- WHAT IS REQUIRED:
What should come back is the data below, word for word, minus any picture.

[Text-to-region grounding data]
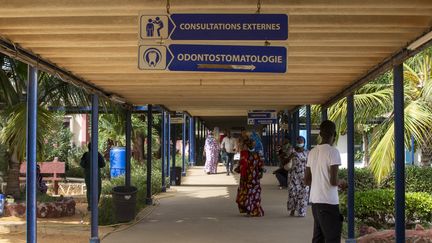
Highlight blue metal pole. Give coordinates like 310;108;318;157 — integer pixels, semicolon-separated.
90;94;100;243
189;117;195;166
125;109;131;187
321;106;328;122
200;121;205;164
290;113;296;146
166;113;171;188
171;123;176;185
294;110;300;140
263;126;267;164
182;114;186;176
411;136;415;165
26;66;37;243
394;63;405;243
269;124;273;165
287;113;292;146
267;125;270;163
196;119;200;164
347;94;355;242
276;123;279;143
198;120;202;164
146;105;153;205
306;105;312;150
161;111;166;192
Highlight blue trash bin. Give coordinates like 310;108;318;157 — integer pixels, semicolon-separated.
110;147;126;178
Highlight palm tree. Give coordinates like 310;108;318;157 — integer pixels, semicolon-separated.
0;54;91;198
327;48;432;182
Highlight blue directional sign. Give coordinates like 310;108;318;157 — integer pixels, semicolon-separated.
247;110;277;125
248;118;277;125
138;44;287;73
140;13;288;41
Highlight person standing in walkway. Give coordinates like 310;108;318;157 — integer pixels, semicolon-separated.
305;120;342;243
80;142;106;211
203;131;220;174
287;136;309;217
236;137;265;217
221;131;237;175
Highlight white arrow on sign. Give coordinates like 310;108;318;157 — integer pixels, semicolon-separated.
197;64;256;71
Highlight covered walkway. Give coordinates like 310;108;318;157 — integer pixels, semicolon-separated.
2;1;432;242
103;165;314;243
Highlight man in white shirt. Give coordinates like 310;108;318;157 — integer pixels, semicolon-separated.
305;120;342;243
220;131;237;175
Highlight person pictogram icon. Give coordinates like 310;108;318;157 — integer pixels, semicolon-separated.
153;17;164;37
146;18;155;37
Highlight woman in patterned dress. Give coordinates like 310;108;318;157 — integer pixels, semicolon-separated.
287;136;309;217
203;131;220;174
236;137;265;217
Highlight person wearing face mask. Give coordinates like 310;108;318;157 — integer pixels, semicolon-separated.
286;136;309;217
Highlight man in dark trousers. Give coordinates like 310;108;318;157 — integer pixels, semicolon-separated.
305;120;342;243
80;142;106;211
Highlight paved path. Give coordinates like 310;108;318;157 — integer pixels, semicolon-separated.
103;165;314;243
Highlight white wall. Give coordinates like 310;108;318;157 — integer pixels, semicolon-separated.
69;114;88;147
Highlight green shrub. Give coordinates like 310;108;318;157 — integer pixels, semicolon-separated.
338;168;377;193
64;145;86;178
42;113;73;162
65;165;84;178
98;196;116;225
380;166;432;195
340;189;432;228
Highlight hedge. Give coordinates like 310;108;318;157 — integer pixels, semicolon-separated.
340;189;432;228
339;166;432;195
380;166;432;195
338;168;377;193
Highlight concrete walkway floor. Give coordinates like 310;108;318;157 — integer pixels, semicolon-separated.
103;165;314;243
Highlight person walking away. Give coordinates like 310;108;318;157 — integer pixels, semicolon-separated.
203;131;220;174
80;142;106;211
221;131;237;175
305;120;342;243
287;136;309;217
219;130;228;166
235;138;265;217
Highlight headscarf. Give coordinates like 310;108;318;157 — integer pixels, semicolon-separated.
251;131;264;154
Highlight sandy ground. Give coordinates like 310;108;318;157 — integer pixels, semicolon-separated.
0;165;317;243
0;201;108;243
0;234;89;243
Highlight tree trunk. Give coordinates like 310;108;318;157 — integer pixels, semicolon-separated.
363;132;370;167
5;148;21;199
132;133;144;162
420;133;432;167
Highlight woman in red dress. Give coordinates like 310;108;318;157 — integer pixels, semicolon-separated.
236;137;264;217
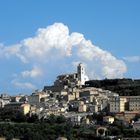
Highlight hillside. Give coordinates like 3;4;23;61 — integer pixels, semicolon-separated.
85;78;140;96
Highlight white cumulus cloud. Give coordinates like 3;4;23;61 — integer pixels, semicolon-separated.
22;23;72;60
0;22;127;86
21;65;42;78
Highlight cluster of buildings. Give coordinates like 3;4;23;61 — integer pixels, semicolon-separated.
1;63;140;130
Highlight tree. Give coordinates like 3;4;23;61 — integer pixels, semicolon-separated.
27;114;38;123
56;115;66;123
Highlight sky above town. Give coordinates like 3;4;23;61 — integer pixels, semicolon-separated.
0;0;140;94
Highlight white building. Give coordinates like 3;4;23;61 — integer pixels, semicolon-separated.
77;63;89;85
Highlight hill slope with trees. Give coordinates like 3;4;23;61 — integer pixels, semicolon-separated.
85;78;140;96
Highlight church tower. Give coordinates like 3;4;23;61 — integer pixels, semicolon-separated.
77;63;89;85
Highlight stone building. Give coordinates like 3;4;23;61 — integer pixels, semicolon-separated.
0;93;10;108
43;63;89;93
125;96;140;111
5;102;30;115
28;91;48;106
109;96;140;113
78;101;87;112
109;96;127;113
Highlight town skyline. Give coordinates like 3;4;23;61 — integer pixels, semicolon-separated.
0;0;140;94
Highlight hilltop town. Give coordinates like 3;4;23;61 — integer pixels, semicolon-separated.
0;63;140;140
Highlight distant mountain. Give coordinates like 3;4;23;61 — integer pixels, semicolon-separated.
85;78;140;96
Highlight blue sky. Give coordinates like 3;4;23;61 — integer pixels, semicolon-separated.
0;0;140;94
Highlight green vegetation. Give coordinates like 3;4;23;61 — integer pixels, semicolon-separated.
0;108;38;123
0;108;26;122
85;78;140;96
1;109;140;139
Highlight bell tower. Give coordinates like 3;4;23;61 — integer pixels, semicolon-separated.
77;63;89;85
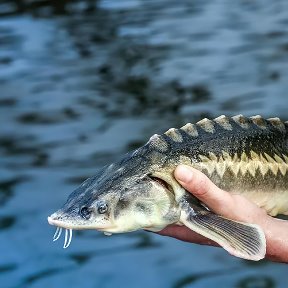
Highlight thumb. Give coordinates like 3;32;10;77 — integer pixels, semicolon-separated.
174;165;235;215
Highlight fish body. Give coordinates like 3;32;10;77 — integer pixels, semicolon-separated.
48;115;288;261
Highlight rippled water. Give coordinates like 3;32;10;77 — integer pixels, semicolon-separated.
1;1;288;287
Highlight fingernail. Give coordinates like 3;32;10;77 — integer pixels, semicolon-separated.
175;165;193;183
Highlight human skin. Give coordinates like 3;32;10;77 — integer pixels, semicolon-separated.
158;165;288;263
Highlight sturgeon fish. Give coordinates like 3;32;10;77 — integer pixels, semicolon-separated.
48;115;288;260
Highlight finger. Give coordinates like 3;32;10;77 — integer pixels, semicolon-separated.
174;165;235;215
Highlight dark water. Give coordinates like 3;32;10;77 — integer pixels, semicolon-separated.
1;1;288;287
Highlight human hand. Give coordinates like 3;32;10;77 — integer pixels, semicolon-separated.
158;165;288;263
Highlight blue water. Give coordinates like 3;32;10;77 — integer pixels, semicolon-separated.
0;1;288;287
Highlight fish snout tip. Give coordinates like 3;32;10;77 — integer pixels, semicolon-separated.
48;212;60;225
47;216;55;226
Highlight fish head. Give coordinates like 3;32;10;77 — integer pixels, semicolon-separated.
48;150;180;234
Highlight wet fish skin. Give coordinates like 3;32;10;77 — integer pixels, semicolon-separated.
48;115;288;260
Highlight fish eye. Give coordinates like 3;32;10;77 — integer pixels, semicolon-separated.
80;206;92;219
97;202;108;214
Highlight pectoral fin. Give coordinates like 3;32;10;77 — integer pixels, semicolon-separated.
180;202;266;261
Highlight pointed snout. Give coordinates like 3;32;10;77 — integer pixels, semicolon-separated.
47;210;93;230
47;215;64;227
47;215;76;229
47;216;56;226
48;210;65;227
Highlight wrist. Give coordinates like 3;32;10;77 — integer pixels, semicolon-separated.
264;216;288;263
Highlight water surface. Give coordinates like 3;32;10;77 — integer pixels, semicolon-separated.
1;1;288;287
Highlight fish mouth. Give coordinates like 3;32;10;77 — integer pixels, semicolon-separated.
148;175;174;194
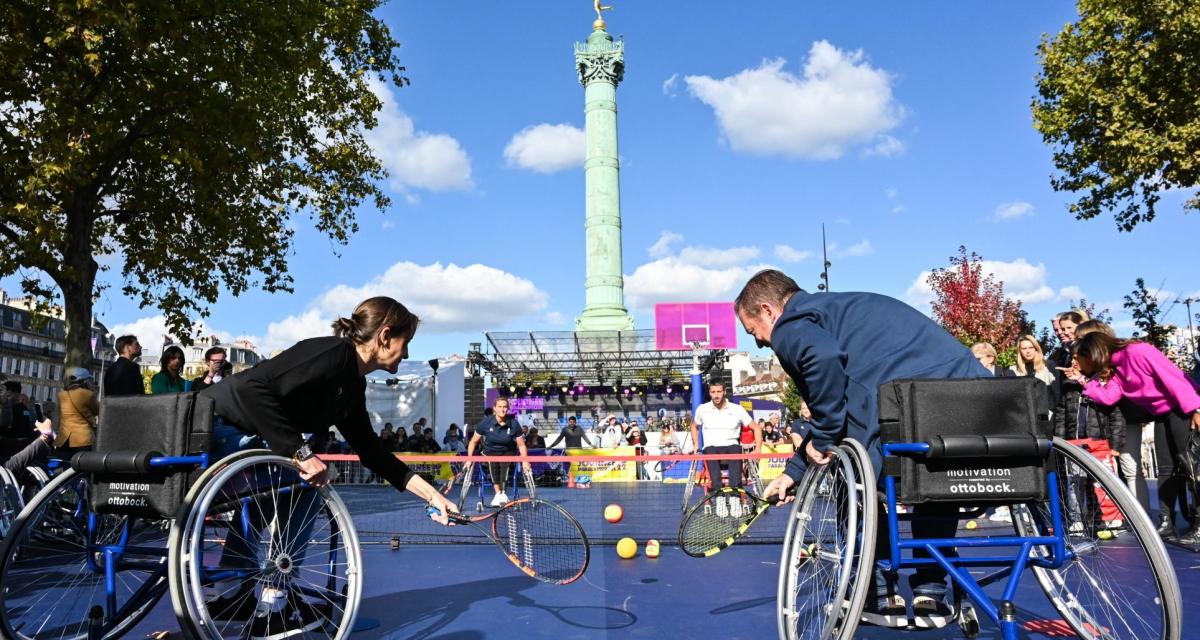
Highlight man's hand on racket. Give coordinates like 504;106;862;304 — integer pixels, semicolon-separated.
764;474;795;505
297;456;329;488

- EXERCISE RESULT:
Highlight blue metal pole. Give coordinates like 310;108;318;157 — integer pixels, semicolon-separated.
90;94;100;243
189;117;195;166
125;109;131;187
321;106;328;122
200;121;205;164
290;113;296;146
166;113;171;188
171;123;176;185
294;110;300;140
263;126;267;164
182;114;186;176
411;136;415;165
26;66;37;243
394;63;405;243
269;124;273;165
287;113;292;146
267;125;270;163
196;119;200;164
347;94;355;242
276;123;279;143
198;120;202;164
146;105;153;205
306;105;312;150
161;111;166;192
Highlight blue trash bin. Give coordinates like 310;108;318;157 — integer pixels, semicolon-separated.
110;147;126;178
Highlight palm tree. Give coordinates like 310;108;318;157 — integer pixels, semicolon-separated.
0;54;91;198
327;48;432;182
Highlight blue directional sign. Give coordinates like 310;108;318;157 — integer pixels, semicolon-separated.
247;110;277;125
248;118;277;125
138;44;287;73
140;13;288;41
Highlight person standing in walkway. Give coordinates like 310;108;318;157 — integer pixels, semicolon-separated.
305;120;342;243
80;142;106;211
203;131;220;174
287;136;309;217
236;137;265;217
221;131;237;175
Highlight white arrow on sign. Give coordinates like 310;108;318;157 — integer pixels, semicolon-separated.
197;64;256;71
Highlight covered walkway. Give coordinates like 310;108;318;157 — integer pixels, semicolon-separated.
2;1;432;242
103;165;314;243
Highlight man in white shirt. Give coordinates like 310;108;318;157 — integer pixels, semicolon-separated.
305;120;342;243
220;131;237;175
Highlight person pictogram icon. Give coordinates like 310;108;318;157 — integer pixels, semicolon-separated.
153;17;164;37
146;18;155;37
Highlight woman in patterned dress. Give coordinates like 310;108;318;157 — integer pixels, semicolon-separated.
287;136;309;217
203;131;220;174
236;137;265;217
Highlight person wearing face mask. Give coordinates like 310;108;318;157 — integer pixels, semicolon-separated.
286;136;309;217
Highlight man in dark trousers. Give coordinates like 310;108;318;157 — integer pixels, semicolon-separated.
305;120;342;243
80;142;106;211
Highlight paved path. Give coordinates like 310;108;318;157 — integer pixels, semicolon-separated.
103;165;314;243
Highlight white wall. Give coordinates like 310;108;318;157 — integer pixels, semicolon-separated.
69;114;88;147
Highlight green shrub. Give coordinates like 310;108;318;157 — integer pixels, semicolon-separated.
338;168;377;193
64;145;86;178
42;113;73;162
65;165;84;178
98;196;116;225
380;166;432;195
340;189;432;228
Highlight hedge. Give coordinates like 310;108;318;157 — integer pixels, semicolon-separated.
340;189;432;228
339;166;432;195
380;166;432;195
338;168;377;193
Highlight concrete walkway floor. Give coordinates like 310;108;318;157 — integer pixels, semicolon-separated.
103;165;314;243
Highlight person walking away. Give coordinates like 310;108;318;157 — integer pixels, semicolon-separated.
203;131;220;174
80;142;106;211
221;131;237;175
305;120;342;243
287;136;309;217
219;130;228;166
235;138;265;217
Highlight headscarf. Give coordinates like 310;108;318;157 — integer pixels, semicolon-separated.
251;131;264;154
Highlight sandy ground. Give coordinates like 310;108;318;157 — integer pixels, semicolon-separated.
0;165;317;243
0;201;108;243
0;234;89;243
Highlight tree trunk. Give coordinates like 310;108;318;157 — integer pixels, semicolon-separated.
363;132;370;167
5;148;21;199
132;133;144;162
420;133;432;167
Highlight woman in red dress. Give coordinates like 310;108;318;157 — integer pixels, semicolon-separated.
236;137;264;217
Highlight hillside. Give coordinates like 3;4;23;61 — integer pixels, semicolon-separated.
85;78;140;96
Highlight white cumulus cloud. Give coordinates like 3;4;23;61 — integer pixels, semicolon-separated.
22;23;72;60
0;22;127;86
21;65;42;78
Highlight cluster of buildings. Give coordinates like 3;4;23;61 — integer pixels, semicolon-separated.
1;63;140;130
Highlight tree. Give coordinates like 3;4;23;61 — integer pixels, semicolon-separated.
27;114;38;123
56;115;66;123
Highlight sky above town. Give coordinates like 3;4;23;61 — integer pixels, semicolon-separated.
0;0;140;94
Highlight white building. Give coordinates like 3;4;23;61 — integer pixels, semicolon-separated.
77;63;89;85
Highlight hill slope with trees. Give coordinates like 3;4;23;61 — integer pixels, semicolon-separated.
85;78;140;96
Highlight church tower. Give coordinates like 3;4;23;61 — integer pixels, semicolon-separated.
77;63;89;85
Highlight stone building. Give coordinates like 3;4;23;61 — integer pixels, semicolon-separated.
0;93;10;108
43;63;89;93
125;96;140;111
5;102;30;115
28;91;48;106
109;96;140;113
78;101;87;112
109;96;127;113
Highlight town skyline. Give coordinates like 3;4;23;61 — integer pixels, semicolon-separated.
0;0;140;94
Highlight hilltop town. Give coordinates like 3;4;23;61 — integer pixels, semicolon-separated.
0;63;140;140
Highlight distant mountain. Give coordinates like 3;4;23;61 — integer pixels, semicolon-separated.
85;78;140;96
Highlight blue sky. Give coordinates like 3;4;23;61 — integer pixels, semicolon-separated.
0;0;140;94
Highlight green vegetation. Give coordinates like 3;4;23;61 — integer pixels, semicolon-separated.
0;108;38;123
0;108;26;122
85;78;140;96
1;109;140;139
Highlight bell tower. Give coordinates like 3;4;23;61 — integer pixels, semicolon-separated.
77;63;89;85
Highlight thumb. Give coordinates like 3;32;10;77 — integer pixels, semicolon-separated.
174;165;235;215
Highlight fish body. Give coordinates like 3;32;10;77 — integer pixels, semicolon-separated.
48;115;288;261
Highlight rippled water. Give coordinates like 3;32;10;77 — integer pixels, semicolon-separated.
1;1;288;287
Highlight fingernail. Give coordinates like 3;32;10;77 — integer pixels, semicolon-separated.
175;165;193;183
Highlight human skin. Give coordinates like 3;32;10;77 — integer pixels, semicolon-separated.
158;165;288;263
Highlight sturgeon fish. Give coordinates like 3;32;10;77 — integer pixels, semicolon-separated.
48;115;288;260
Highlight finger. Give coordinates like 3;32;10;77 — integer pixels, semicolon-separated.
174;165;235;215
Highlight dark water. Give coordinates like 3;32;10;77 — integer pixels, semicolon-separated.
1;1;288;287
Highlight human hand. Give coordinates like 3;32;10;77 — integer pixels, semicolon-separated.
158;165;288;263
Highlight blue water. Give coordinates like 3;32;10;77 — integer pixels, semicolon-separated.
0;1;288;287
Highlight fish snout tip. Give coordinates like 3;32;10;77 — integer pixels, semicolon-separated.
48;212;60;225
47;216;55;226
Highlight fish head. Give coordinates like 3;32;10;77 — integer pixels, semicolon-separated.
48;150;180;234
Highlight wet fish skin. Give coordinates like 3;32;10;77 — integer pixels, semicolon-separated.
48;115;288;260
Highlight fish eye. Give coordinates like 3;32;10;77 — integer pixels, semicolon-separated.
80;206;92;219
97;202;108;214
Highlight pectoral fin. Give coordinates like 3;32;10;77 — integer pixels, semicolon-separated.
180;202;266;261
Highlight pointed snout. Give coordinates like 3;32;10;77 — integer pixels, semicolon-separated.
47;210;93;230
47;215;64;227
47;215;76;229
47;216;56;226
48;210;65;227
Highlight wrist. Give coordinates like 3;32;10;77 — integer pixels, semicolon-separated.
264;216;288;263
Highlight water surface. Give coordinates like 3;32;10;77 — integer pixels, semicolon-separated.
1;1;288;287
Highlight fish mouth. Give coordinates like 3;32;10;77 — integer pixels, semicolon-separated.
148;175;174;194
Highlight man's hand on racket. Give coordinates like 504;106;862;304 — integer pixels, semicolon-separated.
764;474;795;505
297;456;329;488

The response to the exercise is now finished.